SUPPLIED MATERIAL START

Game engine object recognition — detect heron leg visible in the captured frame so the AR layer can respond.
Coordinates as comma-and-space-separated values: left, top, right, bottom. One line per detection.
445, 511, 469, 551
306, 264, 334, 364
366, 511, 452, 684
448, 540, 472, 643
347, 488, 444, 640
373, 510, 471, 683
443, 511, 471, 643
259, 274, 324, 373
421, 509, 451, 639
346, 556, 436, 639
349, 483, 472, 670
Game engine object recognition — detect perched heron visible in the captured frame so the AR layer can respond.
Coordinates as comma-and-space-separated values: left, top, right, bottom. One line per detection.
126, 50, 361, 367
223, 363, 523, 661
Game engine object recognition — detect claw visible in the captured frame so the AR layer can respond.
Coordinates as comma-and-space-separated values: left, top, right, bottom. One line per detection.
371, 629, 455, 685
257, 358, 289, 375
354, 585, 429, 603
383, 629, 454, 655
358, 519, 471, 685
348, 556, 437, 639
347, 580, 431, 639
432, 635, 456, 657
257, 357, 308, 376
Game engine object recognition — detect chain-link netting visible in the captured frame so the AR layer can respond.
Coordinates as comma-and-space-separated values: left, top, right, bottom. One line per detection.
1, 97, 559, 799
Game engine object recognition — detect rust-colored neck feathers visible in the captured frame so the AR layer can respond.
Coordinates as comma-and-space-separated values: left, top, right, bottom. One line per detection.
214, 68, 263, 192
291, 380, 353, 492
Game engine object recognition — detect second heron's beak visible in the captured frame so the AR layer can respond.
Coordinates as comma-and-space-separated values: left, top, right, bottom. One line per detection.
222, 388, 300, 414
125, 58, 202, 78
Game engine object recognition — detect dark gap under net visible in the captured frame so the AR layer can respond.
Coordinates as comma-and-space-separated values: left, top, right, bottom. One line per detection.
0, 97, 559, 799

SUPPLIED MATERIAL END
SUPPLIED MATERIAL START

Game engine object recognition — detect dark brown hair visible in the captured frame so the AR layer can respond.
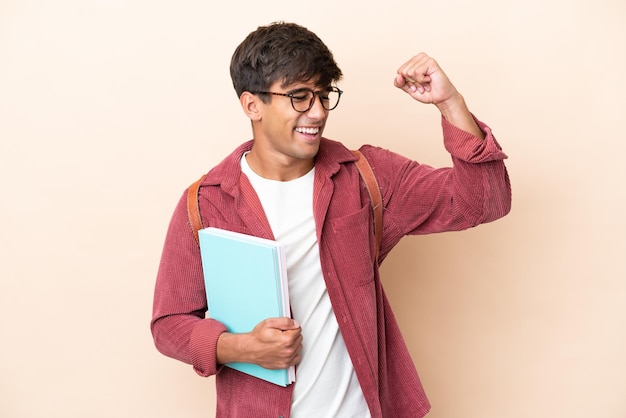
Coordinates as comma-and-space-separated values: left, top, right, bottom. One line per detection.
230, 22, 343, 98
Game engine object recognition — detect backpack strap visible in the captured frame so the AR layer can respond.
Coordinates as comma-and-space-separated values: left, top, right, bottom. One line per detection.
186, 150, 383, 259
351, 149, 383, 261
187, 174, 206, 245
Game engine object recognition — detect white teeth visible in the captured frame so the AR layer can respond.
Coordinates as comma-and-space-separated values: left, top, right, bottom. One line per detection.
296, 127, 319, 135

SUPPLIED MATERIAL END

WHAT THE EXERCISE ASKS: Where a line of the records has the string "heron", return that line.

WRITTEN SOLUTION:
Game engine object recognition — detect heron leg visible in the captured frame so the AR layer can respond.
Game engine object recognition — detect perched heron visible in the captured frame so the AR layer can respond.
Game engine object recognition — detect second heron's beak visible in the captured frame so the AR layer can respond.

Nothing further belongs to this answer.